- **SET TASK A**
In the rows below, identify each line that has the word "bird" in it, and copy those lines.

- **DOCUMENT PASSAGE**
** Start **

Summary
easy-multimersearch (and the web server multimer search) returns empty results when searching with a heteromeric complex against targets that contain multiple copies of the same heterodimer. The issue is in scoremultimer's chain assignment when query chain count != target chain count, even though excellent monomer-level alignments exist at every pipeline stage.
Reproducer
Using PDB 3A5Z (EpmA/EF-P complex, 4 copies of the heterodimer = 8 chains):
# Download and prepare files
curl -sL "https://files.rcsb.org/download/3A5Z.pdb" -o 3a5z.pdb
# Extract chain subsets
python3 -c "
lines = open('3a5z.pdb').readlines()
for chains, name in [('AB','3a5z_AB'), ('ABCD','3a5z_ABCD')]:
with open(f'{name}.pdb','w') as f:
for l in lines:
if l.startswith(('ATOM','TER')) and l[21] in chains: f.write(l)

** End **

[Pointing dataset excerpts]
** Start **

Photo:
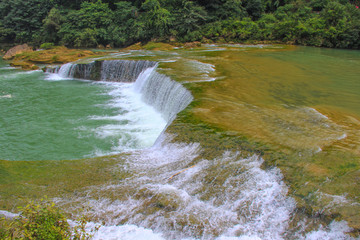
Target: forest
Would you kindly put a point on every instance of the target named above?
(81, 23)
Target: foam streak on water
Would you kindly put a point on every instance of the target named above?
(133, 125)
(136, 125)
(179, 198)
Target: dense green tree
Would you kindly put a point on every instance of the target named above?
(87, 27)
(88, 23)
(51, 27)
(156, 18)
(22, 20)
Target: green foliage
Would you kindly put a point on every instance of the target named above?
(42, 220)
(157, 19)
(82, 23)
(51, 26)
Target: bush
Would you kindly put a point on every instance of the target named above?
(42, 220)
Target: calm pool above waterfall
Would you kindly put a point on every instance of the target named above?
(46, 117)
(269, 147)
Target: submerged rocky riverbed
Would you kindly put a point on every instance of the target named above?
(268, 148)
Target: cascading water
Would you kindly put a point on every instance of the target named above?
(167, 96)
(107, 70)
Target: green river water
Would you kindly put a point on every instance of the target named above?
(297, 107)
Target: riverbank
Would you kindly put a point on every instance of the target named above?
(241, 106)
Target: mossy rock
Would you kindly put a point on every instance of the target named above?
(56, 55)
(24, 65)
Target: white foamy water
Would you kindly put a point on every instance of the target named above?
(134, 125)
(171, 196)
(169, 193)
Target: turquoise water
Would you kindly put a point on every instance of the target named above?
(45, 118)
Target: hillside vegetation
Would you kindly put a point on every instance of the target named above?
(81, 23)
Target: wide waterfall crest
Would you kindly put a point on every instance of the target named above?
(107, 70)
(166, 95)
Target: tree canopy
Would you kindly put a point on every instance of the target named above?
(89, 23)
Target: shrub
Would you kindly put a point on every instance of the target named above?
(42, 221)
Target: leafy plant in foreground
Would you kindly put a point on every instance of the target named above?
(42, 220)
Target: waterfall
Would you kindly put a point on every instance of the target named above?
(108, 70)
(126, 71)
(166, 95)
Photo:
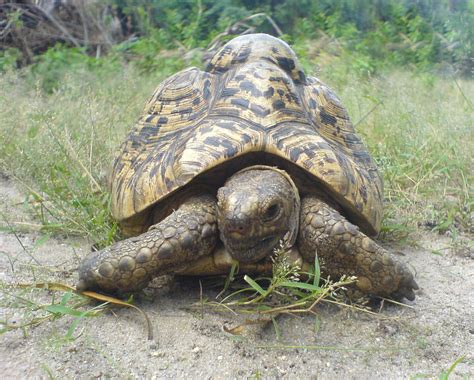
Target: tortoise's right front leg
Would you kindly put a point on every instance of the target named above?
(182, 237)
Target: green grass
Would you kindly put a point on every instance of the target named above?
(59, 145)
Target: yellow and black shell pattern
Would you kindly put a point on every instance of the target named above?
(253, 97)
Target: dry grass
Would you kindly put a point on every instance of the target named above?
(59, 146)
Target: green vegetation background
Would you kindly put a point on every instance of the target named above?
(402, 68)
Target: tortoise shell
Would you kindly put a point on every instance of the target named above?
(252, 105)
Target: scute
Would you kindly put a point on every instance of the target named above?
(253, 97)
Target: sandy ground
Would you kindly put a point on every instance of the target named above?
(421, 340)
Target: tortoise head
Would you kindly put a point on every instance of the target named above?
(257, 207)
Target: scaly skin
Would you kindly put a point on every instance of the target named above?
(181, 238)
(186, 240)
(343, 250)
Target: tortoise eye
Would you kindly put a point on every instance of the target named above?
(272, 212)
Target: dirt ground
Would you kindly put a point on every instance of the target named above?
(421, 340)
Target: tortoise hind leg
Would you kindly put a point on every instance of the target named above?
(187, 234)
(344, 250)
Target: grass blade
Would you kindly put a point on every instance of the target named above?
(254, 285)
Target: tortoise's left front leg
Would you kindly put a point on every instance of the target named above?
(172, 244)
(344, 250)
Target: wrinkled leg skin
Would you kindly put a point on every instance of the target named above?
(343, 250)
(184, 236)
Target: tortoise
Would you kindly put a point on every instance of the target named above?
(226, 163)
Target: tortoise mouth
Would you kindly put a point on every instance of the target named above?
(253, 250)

** End **
** Start **

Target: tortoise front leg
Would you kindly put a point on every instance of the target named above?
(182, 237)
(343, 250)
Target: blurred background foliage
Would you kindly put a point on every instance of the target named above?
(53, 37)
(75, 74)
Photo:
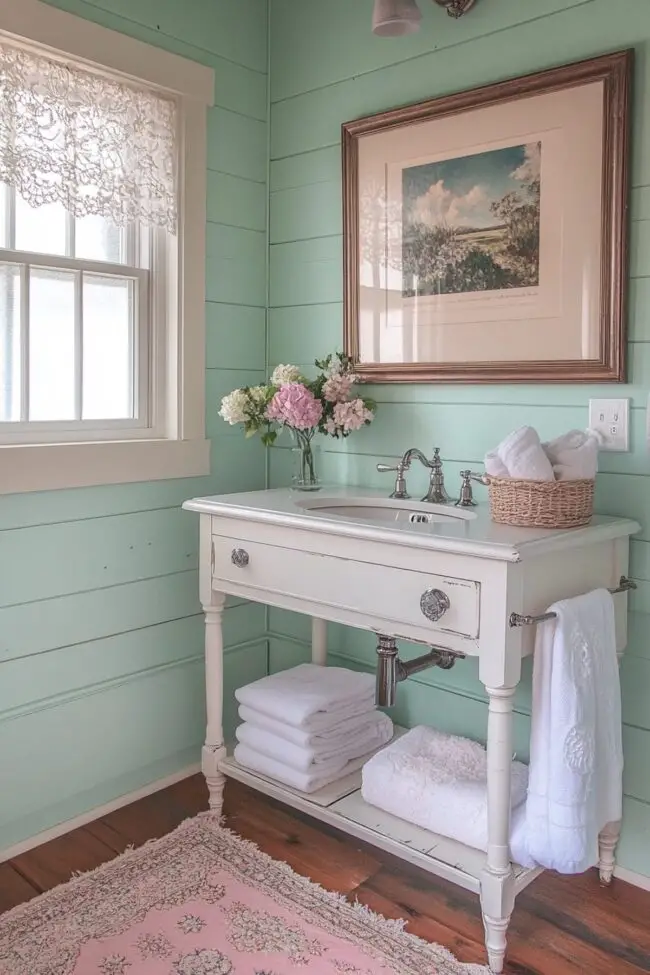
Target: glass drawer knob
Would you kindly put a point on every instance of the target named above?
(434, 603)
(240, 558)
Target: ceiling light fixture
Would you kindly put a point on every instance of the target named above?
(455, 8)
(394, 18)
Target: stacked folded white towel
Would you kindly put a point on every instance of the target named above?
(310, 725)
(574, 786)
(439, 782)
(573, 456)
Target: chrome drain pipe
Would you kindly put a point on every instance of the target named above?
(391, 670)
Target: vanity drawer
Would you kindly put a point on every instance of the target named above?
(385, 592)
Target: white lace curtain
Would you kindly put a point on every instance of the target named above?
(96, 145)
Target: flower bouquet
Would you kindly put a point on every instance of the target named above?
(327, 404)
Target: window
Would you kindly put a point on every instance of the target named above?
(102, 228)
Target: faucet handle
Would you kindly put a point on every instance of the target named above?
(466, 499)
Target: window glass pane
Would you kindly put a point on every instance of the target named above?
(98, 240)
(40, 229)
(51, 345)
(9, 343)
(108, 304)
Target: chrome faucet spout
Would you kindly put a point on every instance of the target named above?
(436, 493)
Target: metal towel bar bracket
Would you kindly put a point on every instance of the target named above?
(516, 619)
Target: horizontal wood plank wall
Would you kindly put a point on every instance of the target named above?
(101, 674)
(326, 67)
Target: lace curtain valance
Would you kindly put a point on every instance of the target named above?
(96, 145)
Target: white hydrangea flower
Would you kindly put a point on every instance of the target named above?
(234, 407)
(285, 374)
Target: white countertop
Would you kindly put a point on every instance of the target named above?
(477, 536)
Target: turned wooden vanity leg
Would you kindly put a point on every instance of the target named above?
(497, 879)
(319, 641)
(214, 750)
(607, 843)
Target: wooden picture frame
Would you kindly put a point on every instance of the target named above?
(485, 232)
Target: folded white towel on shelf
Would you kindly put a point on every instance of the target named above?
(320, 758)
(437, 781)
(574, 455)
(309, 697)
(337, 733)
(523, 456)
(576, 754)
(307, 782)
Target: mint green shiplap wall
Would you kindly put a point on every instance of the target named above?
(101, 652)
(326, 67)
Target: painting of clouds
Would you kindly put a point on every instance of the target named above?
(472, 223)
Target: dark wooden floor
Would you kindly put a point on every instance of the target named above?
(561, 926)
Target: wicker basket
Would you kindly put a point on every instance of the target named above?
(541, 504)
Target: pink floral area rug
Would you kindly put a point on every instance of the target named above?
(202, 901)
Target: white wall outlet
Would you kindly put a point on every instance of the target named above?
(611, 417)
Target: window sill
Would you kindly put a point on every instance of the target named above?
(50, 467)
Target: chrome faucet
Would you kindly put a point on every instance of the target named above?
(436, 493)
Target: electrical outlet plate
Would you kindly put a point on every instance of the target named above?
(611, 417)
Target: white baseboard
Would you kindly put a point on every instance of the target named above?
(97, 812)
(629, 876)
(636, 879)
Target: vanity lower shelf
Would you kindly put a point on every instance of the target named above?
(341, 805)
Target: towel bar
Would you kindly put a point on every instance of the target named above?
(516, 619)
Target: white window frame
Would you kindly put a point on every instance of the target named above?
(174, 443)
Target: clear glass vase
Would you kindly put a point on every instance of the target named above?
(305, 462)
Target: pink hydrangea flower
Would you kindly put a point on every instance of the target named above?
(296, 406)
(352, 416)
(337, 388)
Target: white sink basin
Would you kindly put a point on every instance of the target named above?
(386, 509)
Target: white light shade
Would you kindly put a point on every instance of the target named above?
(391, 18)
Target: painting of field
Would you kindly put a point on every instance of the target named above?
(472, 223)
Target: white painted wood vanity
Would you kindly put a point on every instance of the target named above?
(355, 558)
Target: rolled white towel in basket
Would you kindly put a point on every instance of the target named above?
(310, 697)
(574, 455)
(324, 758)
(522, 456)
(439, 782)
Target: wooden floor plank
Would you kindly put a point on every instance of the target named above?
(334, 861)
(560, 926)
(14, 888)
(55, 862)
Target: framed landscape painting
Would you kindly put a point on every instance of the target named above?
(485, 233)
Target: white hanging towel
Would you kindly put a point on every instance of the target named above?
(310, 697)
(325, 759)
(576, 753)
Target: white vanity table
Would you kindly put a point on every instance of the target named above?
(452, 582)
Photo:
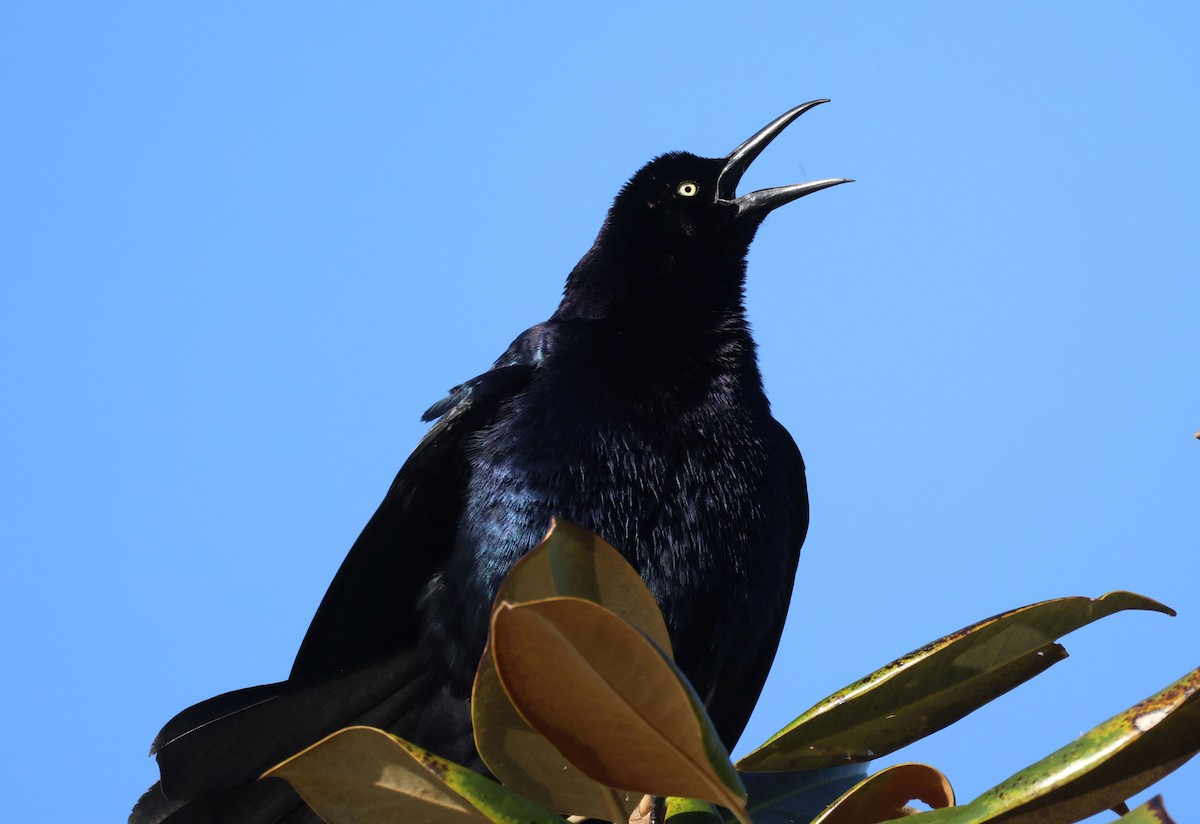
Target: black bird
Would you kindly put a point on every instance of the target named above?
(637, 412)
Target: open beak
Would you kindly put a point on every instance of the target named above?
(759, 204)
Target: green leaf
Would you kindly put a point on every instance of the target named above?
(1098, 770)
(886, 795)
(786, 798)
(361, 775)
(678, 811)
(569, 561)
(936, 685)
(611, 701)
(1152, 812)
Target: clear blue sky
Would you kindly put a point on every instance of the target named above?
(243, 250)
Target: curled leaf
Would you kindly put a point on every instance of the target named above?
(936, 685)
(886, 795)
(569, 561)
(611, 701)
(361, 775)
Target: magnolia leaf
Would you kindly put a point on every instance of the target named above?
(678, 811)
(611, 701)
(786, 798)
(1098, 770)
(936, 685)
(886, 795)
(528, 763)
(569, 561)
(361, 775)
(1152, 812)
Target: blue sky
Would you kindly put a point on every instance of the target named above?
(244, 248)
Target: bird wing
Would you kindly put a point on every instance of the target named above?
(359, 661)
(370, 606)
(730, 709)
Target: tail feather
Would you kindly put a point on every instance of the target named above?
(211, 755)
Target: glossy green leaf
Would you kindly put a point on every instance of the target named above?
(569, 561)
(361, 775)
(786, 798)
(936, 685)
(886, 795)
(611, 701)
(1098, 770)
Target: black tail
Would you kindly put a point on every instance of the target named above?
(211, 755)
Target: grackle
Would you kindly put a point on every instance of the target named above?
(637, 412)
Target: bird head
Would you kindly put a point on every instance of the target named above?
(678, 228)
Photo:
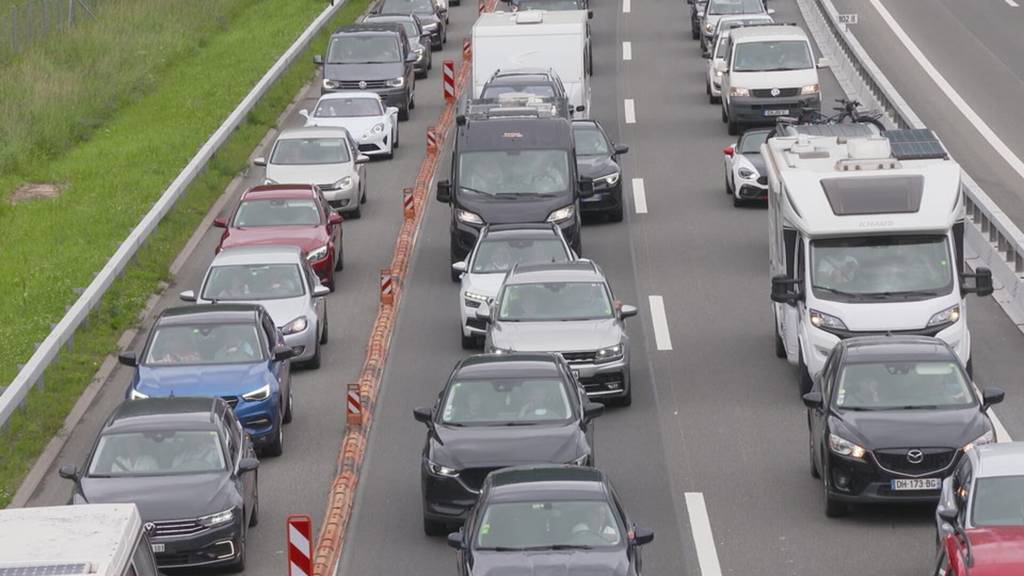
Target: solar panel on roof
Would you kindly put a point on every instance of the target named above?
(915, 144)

** End **

- **SET TASK B**
From the multimer search bug report above, copy word for word the part that begins with the words containing "for chains, name" and ends with "in chains: f.write(l)".

- **COMPLETE ANSWER A**
Target: black bird
Target: bird wing
Target: bird head

- **COMPLETE ANSWER B**
for chains, name in [('AB','3a5z_AB'), ('ABCD','3a5z_ABCD')]:
with open(f'{name}.pdb','w') as f:
for l in lines:
if l.startswith(('ATOM','TER')) and l[21] in chains: f.write(l)